- _ZIEL DER ÜBUNG_: Gib aus dem Reisebericht die Stelle zwischen „Vor ungefähr 10“ und „unbedingt zu empfehlen.“ einschließlich wortgetreu wieder.

- _TEXTABSCHNITT_:
Vor ungefähr 10 Jahren habe ich meine erste und letzte Interrail-Reise gemacht. Damals, mit Anfang 20, ging es mit einer Freundin von einer großen Stadt zur nächsten, ohne längere Aufenthalte, wenig Natur und immer auf der Suche nach dem nächsten Abenteuer. Ganz schön anstrengend und vielleicht nicht unbedingt zu empfehlen.
Aber gerade wegen dieser nostalgischen Erinnerungen und meiner neu entflammten Zugreise-Begeisterung reizte es mich letzten Sommer mit dem Zug Europa zu erkunden und viele Kilometer bewusst zurückzulegen. Das Ziel: Die kleine Baleareninsel Formentera – seit jeher Lieblingsreiseziel meiner Familie. Früher natürlich per Flieger, jetzt also per Zug, getreu dem Slow-Travel-Motto: „Der Weg ist das Ziel.“
Gute zwei Wochen für die Strecke von Bonn nach Valencia, wo die Fähre nach Ibiza und dann weiter nach Formentera ablegt. Mit dem Zug durch die Berge bis an die italienische Mittelmeerküste, dieser folgen bis nach Spanien mit Stopps zum Wandern, Schlendern und Entspannen – so der Plan.

- _BEREITGESTELLTES MATERIAL_:
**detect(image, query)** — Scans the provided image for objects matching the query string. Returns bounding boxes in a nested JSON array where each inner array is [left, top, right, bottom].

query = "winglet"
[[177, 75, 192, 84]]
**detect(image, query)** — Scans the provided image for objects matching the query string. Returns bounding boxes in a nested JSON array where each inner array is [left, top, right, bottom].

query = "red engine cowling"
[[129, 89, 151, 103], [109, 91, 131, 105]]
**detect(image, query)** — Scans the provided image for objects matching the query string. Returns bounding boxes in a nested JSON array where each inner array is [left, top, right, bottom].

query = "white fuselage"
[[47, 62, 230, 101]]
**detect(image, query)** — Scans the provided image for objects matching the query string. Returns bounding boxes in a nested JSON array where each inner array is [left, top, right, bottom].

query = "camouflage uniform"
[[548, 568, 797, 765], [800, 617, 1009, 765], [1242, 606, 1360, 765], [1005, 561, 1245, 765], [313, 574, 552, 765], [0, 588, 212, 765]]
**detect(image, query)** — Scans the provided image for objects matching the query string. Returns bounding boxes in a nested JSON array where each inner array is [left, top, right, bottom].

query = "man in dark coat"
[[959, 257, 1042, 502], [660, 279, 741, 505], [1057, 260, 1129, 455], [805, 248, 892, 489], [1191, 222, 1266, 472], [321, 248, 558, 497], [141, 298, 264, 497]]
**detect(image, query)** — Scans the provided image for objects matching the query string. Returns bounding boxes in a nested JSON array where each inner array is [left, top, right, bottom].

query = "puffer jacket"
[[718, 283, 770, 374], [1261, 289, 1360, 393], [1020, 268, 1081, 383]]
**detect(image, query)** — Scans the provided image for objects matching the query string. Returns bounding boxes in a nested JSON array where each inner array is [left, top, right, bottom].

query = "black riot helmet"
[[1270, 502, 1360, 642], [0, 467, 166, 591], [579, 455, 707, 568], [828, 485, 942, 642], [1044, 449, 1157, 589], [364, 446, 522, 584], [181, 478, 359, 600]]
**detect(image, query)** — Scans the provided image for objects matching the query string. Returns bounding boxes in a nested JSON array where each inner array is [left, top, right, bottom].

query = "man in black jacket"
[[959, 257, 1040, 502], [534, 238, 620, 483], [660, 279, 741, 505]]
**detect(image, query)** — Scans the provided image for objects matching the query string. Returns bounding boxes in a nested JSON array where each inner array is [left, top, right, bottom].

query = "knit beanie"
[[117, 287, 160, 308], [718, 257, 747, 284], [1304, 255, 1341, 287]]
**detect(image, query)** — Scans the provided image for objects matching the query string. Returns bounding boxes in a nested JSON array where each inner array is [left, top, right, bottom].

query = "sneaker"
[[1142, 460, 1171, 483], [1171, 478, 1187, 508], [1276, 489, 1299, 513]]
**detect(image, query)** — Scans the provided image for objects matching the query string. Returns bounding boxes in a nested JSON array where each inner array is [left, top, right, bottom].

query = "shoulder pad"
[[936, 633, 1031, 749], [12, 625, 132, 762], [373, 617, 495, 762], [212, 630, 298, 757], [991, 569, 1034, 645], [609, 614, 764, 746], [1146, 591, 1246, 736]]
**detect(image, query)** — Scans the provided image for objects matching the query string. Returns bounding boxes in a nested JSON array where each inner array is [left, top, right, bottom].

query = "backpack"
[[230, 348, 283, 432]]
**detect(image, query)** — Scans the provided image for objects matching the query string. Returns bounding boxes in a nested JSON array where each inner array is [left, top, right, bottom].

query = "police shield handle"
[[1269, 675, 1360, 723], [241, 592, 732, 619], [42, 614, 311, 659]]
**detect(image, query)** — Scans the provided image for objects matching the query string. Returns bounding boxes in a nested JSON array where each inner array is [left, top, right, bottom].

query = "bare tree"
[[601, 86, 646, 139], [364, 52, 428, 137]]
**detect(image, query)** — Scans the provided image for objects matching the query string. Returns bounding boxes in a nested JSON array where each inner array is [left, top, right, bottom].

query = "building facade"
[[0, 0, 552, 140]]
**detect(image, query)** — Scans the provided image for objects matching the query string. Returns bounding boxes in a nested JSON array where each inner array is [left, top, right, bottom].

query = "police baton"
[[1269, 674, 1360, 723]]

- _ANTWORT ZUR AUFGABE_:
Vor ungefähr 10 Jahren habe ich meine erste und letzte Interrail-Reise gemacht. Damals, mit Anfang 20, ging es mit einer Freundin von einer großen Stadt zur nächsten, ohne längere Aufenthalte, wenig Natur und immer auf der Suche nach dem nächsten Abenteuer. Ganz schön anstrengend und vielleicht nicht unbedingt zu empfehlen.